## About this task
Return only the stretch of the material below that begins with the line containing "Exercise. Label the wispy" and ends with the line containing "Exercise. Label the low", exactly; both of those lines belong to it.
/---
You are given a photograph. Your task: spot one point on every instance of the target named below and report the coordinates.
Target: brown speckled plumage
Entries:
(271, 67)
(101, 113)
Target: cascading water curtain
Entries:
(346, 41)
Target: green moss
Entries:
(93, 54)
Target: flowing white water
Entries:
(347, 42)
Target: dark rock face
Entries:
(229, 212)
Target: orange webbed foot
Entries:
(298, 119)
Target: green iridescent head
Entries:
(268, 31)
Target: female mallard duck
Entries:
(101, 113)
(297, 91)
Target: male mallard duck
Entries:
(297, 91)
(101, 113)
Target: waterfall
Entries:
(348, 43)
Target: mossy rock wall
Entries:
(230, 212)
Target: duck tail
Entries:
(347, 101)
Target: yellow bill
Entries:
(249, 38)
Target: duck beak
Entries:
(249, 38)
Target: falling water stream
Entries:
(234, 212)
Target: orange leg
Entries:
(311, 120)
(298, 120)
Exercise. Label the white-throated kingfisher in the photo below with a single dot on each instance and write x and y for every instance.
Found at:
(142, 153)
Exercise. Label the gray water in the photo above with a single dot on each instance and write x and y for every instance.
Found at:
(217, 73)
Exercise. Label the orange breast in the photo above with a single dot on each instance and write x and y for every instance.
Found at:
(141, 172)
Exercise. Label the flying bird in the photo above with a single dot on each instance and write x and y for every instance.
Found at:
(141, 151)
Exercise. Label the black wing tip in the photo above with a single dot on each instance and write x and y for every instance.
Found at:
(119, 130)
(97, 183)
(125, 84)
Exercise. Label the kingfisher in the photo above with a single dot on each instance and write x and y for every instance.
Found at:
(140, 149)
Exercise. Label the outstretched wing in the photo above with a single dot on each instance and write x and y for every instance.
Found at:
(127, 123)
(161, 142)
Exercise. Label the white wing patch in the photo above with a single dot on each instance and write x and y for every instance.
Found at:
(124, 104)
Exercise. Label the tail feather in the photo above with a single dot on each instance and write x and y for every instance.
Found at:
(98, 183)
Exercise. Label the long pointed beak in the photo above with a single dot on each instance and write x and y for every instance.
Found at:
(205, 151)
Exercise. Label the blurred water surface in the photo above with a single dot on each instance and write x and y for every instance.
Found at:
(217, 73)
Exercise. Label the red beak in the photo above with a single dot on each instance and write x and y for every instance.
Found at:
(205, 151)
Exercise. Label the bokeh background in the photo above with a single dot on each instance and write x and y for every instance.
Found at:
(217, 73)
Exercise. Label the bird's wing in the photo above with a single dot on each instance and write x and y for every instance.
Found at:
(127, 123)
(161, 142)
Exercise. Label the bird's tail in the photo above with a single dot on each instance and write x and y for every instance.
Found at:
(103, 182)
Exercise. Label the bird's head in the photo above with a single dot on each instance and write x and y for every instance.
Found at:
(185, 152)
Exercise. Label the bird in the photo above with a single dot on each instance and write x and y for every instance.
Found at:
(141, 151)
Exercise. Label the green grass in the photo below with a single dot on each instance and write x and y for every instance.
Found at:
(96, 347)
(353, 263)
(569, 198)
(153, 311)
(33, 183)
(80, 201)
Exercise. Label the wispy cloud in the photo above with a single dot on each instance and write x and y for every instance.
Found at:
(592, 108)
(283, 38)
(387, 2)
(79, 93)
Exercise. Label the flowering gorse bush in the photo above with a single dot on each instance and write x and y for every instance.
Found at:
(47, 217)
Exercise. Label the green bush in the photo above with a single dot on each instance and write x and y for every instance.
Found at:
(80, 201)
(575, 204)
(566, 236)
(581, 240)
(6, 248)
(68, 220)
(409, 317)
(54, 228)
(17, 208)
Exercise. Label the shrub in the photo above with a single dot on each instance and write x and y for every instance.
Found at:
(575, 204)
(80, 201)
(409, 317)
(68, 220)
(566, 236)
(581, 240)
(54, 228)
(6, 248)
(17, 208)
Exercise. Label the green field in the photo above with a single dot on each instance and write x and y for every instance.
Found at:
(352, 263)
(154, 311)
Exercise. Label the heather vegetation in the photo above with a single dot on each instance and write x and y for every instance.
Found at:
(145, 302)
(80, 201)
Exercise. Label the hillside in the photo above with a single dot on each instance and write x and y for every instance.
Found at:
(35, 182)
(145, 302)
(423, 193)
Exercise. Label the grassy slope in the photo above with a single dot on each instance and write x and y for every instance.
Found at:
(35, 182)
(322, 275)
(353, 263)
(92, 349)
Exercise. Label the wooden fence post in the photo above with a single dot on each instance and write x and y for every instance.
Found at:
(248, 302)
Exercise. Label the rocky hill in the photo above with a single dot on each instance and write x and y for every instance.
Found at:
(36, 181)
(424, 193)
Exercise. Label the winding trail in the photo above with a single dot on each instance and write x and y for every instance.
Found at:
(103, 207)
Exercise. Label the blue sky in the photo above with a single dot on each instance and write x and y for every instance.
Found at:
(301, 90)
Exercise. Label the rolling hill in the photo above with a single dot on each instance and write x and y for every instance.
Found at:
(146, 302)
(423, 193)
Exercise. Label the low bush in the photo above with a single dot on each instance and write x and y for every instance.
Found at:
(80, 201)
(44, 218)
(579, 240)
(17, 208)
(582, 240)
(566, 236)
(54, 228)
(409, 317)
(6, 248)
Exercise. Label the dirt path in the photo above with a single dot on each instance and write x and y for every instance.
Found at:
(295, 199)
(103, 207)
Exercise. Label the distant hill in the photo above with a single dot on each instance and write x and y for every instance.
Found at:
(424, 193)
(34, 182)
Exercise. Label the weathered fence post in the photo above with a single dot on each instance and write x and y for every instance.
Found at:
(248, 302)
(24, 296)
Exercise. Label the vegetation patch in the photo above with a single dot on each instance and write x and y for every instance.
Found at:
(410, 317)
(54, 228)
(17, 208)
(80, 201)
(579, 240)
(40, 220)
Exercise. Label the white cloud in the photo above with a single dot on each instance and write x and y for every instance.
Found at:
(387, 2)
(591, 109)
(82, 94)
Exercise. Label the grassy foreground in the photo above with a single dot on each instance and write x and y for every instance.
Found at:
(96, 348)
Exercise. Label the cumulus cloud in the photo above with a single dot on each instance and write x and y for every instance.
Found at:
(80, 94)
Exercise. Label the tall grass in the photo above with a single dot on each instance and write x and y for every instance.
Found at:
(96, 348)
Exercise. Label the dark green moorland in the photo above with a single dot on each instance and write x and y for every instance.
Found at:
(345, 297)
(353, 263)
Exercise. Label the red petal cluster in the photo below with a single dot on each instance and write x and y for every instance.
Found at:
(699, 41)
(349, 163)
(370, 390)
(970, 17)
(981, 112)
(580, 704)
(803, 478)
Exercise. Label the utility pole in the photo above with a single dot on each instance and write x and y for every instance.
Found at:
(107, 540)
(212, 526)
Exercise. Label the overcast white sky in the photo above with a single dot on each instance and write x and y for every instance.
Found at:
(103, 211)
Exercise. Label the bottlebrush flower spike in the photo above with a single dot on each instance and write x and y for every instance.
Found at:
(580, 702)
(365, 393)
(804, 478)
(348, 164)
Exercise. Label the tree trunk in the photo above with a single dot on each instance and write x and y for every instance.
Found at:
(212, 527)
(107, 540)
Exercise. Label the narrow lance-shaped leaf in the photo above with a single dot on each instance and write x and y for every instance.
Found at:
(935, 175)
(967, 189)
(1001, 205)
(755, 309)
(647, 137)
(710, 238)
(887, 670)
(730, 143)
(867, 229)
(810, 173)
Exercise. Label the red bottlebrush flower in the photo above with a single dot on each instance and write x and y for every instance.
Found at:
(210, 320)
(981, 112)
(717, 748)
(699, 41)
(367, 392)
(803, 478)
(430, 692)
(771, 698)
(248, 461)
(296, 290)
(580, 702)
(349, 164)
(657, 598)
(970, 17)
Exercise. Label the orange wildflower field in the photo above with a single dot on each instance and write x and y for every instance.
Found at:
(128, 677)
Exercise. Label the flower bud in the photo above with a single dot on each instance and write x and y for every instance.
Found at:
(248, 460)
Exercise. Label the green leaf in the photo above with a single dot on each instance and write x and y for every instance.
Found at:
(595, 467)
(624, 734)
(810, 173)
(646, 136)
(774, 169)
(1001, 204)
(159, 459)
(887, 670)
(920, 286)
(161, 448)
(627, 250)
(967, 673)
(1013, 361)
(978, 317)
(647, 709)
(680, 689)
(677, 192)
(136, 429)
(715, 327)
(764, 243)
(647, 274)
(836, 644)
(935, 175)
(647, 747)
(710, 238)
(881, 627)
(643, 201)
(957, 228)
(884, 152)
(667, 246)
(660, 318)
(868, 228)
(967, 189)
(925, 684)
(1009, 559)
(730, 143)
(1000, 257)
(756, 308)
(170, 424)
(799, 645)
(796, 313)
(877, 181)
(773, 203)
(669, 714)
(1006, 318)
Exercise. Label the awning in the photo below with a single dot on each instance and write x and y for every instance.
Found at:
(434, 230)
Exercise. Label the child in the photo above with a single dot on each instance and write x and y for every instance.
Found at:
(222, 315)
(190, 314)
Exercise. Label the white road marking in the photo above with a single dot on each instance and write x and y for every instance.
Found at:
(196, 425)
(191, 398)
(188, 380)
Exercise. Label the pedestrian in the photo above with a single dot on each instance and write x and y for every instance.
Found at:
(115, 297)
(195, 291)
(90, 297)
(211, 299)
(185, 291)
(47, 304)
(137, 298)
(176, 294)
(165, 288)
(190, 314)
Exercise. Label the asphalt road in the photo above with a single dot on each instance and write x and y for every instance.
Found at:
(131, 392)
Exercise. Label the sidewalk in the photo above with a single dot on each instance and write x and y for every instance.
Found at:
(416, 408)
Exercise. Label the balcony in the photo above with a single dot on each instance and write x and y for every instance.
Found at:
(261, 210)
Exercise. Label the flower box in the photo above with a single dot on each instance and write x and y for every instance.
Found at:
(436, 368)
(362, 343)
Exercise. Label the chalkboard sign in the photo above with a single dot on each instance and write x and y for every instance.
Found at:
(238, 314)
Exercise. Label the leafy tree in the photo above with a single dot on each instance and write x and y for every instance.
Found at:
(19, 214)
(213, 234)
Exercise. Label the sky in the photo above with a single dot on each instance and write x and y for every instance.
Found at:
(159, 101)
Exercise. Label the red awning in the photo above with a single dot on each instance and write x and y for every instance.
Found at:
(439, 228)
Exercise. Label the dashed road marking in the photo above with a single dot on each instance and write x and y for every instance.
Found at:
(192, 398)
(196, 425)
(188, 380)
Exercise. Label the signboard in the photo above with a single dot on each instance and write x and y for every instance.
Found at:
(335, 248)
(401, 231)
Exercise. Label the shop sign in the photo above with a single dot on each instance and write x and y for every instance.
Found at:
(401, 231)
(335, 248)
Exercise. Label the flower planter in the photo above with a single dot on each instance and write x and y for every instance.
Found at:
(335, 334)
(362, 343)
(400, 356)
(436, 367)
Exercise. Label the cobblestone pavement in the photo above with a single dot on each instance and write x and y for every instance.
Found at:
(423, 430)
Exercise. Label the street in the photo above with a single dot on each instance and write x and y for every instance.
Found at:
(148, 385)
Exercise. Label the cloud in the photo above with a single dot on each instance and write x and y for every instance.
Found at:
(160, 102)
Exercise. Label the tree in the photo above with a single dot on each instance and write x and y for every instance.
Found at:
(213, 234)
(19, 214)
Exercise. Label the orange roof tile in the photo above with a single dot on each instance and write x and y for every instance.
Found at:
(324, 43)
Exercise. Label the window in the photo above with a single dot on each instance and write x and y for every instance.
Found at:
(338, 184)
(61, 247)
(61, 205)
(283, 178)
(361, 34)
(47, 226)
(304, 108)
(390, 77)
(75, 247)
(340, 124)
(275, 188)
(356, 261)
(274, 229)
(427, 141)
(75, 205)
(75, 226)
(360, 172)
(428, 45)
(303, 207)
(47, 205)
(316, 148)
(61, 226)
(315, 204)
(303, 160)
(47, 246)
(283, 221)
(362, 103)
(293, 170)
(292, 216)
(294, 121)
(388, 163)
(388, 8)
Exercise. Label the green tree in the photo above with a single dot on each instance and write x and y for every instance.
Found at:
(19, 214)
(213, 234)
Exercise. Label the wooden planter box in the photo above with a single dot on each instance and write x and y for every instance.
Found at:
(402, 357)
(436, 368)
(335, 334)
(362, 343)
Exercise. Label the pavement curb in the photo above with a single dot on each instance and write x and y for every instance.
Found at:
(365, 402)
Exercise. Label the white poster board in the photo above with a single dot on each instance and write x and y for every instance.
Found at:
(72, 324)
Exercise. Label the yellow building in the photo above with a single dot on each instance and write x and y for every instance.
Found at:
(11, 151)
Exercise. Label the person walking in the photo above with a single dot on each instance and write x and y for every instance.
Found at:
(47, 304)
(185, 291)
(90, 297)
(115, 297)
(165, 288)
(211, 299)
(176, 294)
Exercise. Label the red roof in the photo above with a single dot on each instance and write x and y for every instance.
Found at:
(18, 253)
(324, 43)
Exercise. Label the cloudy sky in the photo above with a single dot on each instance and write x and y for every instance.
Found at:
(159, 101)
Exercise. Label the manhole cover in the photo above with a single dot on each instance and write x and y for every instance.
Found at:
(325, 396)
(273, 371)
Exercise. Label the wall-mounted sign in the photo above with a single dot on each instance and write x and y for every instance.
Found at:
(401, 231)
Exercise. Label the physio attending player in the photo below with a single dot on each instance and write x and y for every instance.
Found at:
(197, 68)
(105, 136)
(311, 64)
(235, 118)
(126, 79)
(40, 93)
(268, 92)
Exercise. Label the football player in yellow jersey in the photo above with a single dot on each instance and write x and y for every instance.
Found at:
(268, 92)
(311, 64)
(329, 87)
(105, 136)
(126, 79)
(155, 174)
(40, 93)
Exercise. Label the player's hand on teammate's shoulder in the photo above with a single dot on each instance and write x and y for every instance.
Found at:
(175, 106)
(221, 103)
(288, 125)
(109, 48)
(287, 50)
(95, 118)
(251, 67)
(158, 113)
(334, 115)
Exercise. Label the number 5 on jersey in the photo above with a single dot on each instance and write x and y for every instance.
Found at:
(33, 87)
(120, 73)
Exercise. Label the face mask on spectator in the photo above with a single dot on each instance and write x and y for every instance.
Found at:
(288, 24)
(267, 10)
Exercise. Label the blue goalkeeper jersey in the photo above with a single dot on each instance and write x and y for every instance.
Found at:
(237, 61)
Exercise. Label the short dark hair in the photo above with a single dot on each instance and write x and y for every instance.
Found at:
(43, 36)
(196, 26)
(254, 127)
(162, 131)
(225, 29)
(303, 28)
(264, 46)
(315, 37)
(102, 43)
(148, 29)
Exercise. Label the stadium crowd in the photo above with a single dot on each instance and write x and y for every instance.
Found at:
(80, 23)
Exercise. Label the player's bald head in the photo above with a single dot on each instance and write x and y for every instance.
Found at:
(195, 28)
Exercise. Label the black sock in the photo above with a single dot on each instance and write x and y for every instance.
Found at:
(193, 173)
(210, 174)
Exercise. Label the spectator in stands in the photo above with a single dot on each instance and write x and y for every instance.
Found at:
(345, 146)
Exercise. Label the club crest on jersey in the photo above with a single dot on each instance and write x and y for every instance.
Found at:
\---
## Your solution
Exercise. Label the wispy cloud in the photo above with a single dot on each instance and write x and y for every instance.
Found at:
(592, 108)
(283, 38)
(387, 2)
(79, 93)
Exercise. Label the flowering gorse bush in the photo above with a single dot on each instance and write x and y for every instance.
Found at:
(47, 217)
Exercise. Label the green bush in the photo above with a single dot on each instance and write x and y for every instance.
Found at:
(80, 201)
(575, 204)
(566, 236)
(581, 240)
(6, 248)
(68, 220)
(409, 317)
(54, 228)
(17, 208)
Exercise. Label the shrub in the photo above with a single dot on each instance and write x and y for every instance.
Found at:
(575, 204)
(80, 201)
(409, 317)
(68, 220)
(566, 236)
(581, 240)
(54, 228)
(6, 248)
(17, 208)
Exercise. Label the green field in the photo above with a single dot on each instance and write x and y for every instance.
Found at:
(352, 263)
(154, 311)
Exercise. Label the heather vegetation in the photo above with a single dot on each instance and write x and y for every instance.
Found at:
(145, 302)
(80, 201)
Exercise. Label the hillside in the photo above with a single dot on each instance and write x and y for every instance.
Found at:
(35, 182)
(145, 302)
(423, 193)
Exercise. Label the grassy slope in the photo above with a single dot on each instance and write x and y for every instance.
Found at:
(35, 182)
(322, 275)
(353, 263)
(92, 349)
Exercise. Label the wooden fence post in the photo above with a single dot on each instance and write x and y for every instance.
Found at:
(248, 302)
Exercise. Label the rocky hill in the photo above with a single dot on each instance and write x and y for every instance.
Found at:
(36, 181)
(424, 193)
Exercise. Label the winding trail in the photo above with a single dot on each instance and write x and y for every instance.
Found at:
(103, 207)
Exercise. Label the blue sky in the photo above with a single dot on each instance and write x and y for every instance.
Found at:
(301, 90)
Exercise. Label the rolling hill in the photo above with a single dot on each instance and write x and y for every instance.
Found at:
(146, 302)
(423, 193)
Exercise. Label the low bush in the photo above with a single dot on each instance and write x and y for every instance.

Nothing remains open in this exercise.